>> Begin RECORD EXCERPTS
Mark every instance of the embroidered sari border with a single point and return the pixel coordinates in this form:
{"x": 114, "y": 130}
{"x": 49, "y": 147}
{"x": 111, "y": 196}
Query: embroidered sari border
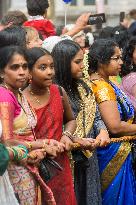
{"x": 115, "y": 165}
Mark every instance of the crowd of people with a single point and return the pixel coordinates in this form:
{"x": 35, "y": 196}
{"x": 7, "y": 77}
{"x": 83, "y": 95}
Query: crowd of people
{"x": 67, "y": 111}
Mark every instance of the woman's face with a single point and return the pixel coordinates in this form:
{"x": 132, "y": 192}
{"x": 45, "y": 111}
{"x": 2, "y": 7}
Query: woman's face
>> End RECORD EXCERPTS
DIRECTIONS FOR THIS TASK:
Copy the lines above word for word, from the line containing "Mark every instance of the crowd" through the last line.

SOLUTION BELOW:
Mark every instance of the crowd of people with a single point and return the pixel coordinates in this form:
{"x": 35, "y": 196}
{"x": 7, "y": 77}
{"x": 83, "y": 95}
Query: crowd of people
{"x": 67, "y": 111}
Mark every instance of the woman's face with a single point and return the pixel coordinates in this form:
{"x": 132, "y": 192}
{"x": 45, "y": 111}
{"x": 2, "y": 7}
Query: woman's face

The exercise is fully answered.